Life in the hospital was no bed of roses. The children were destined to go into service if they were girls, and the army if they were boys. Discipline was rigorous and a display cabinet contains citations for good behaviour. Secreted among them is a sheet of paper, bought at auction by Jeremy Deller, listing the numerous detentions meted out to John Lennon at his school for crimes such as “not wearing school cap” and “groaning at me”, suggesting that obedience is badly over-rated!
Another cabinet contains two silver-plated spoons belonging to the grandmother of designer, Thomas Heatherwick and titled Seventy Years of Stirring (pictured above right). With their rims worn down by friction, these gravy spoons attest to a life of domesticity spent caring for others. John Smith’s affectionate video of the stick used by his father to stir paint over many decades pays tribute to a lifetime of conscientious DIY activity, which provided the colour scheme for his childhood.
Parker points out that for something to be found it must previously have been lost; David Shrigley takes a light-hearted approach to loss and how we value things we are parted from. Pinned to a tree, a hand-written note asks for information about a grey and white pigeon that has no name or identifying features. Mimicking the signs put up by pet owners desperate for news of lost animals, Shrigley’s wry contribution invites us to question why we lavish affection on some creatures but not others. Finding a dead frog in her cellar, Alison Wilding was struck by the elegance of the dessicated corpse (pictured left). There’s also great beauty in the filigree remains of a First World War helmet found in a loft in Italy and contributed by Heather Ackroyd and Dan Harvey.
When Mona Hatoum was in Lebanon visiting her sick mother, she had no access to materials or a studio; she began picking up bits of twisted wire from a building site and, arranged in a display cabinet, these scraps of metal are like found doodles or snatches of elegant writing in a long lost language. Using answerphone messages, composer Jocelyn Pook contemplates failed attempts at communication. “Hello, are you there?” asks the message and “Speak soon, goodbye”, followed by plaintive requests for a response “When you’ve got a spare mo.”
While archaeologists spend their time unearthing fragments and preserving them as vital evidence of our collective history, Christian Marclay records things that have only just been thrown away. Bottle Caps, 2016, is a rapid sequence of stills detailing the colours and shapes of hundreds of discarded bottle tops photographed on his way to and from the studio. Placed near the tokens left by distraught parents on consigning their children to the hospital, his animation creates a sharp contrast between their desire to hang on and our unthinking penchant for chucking things away.
When the staircase was stripped from the Mayfair house where Jimi Hendrix had lived, Cornelia Parker managed to salvage bits of it from a skip. The stairs were being sacrificed to provide public access to Hendrix’s flat. Attached to the walls in the museum basement, the remnants are like religious relics; were they worth preserving, though, or might they have been happily consigned to oblivion?
And how does one value the stuff salvaged by Jessica Voorsanger from Bob Geldof’s rubbish or the garbage that Phyllida Barlow has amalgamated into a noxious looking heap? What and whom we value and how we choose to preserve things while throwing others away is a question that this exhibition asks in many poignant, amusing and thought-provoking ways.

* _Exercise brief_: Decide whether each statement below agrees with the exhibition review, giving yes or no and quoting the words of the review that decide it. 1. The silver-plated spoons belonged to the grandmother of Thomas Heatherwick. 2. Cornelia Parker obtained the pieces of the Hendrix staircase at auction. 3. Mona Hatoum collected the twisted wire from a building site.

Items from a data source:
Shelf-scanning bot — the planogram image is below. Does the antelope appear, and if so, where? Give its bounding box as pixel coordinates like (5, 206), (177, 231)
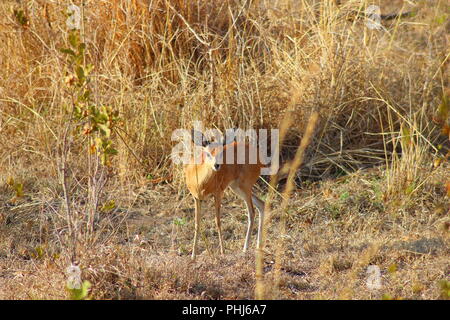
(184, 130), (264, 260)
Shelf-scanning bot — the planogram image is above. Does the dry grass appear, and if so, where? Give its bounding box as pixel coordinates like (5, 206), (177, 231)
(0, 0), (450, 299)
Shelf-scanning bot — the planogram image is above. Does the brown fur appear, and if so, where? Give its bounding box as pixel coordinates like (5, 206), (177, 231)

---

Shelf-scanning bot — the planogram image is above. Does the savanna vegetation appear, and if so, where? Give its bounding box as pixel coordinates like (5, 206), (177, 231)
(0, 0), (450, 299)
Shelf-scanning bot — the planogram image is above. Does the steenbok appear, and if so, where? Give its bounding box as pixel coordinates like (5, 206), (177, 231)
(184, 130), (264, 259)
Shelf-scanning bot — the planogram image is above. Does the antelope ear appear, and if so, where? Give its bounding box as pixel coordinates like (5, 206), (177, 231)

* _Exercise response_:
1. Yes: "two silver-plated spoons belonging to the grandmother of designer, Thomas Heatherwick"
2. No: "Cornelia Parker managed to salvage bits of it from a skip"
3. Yes: "she began picking up bits of twisted wire from a building site"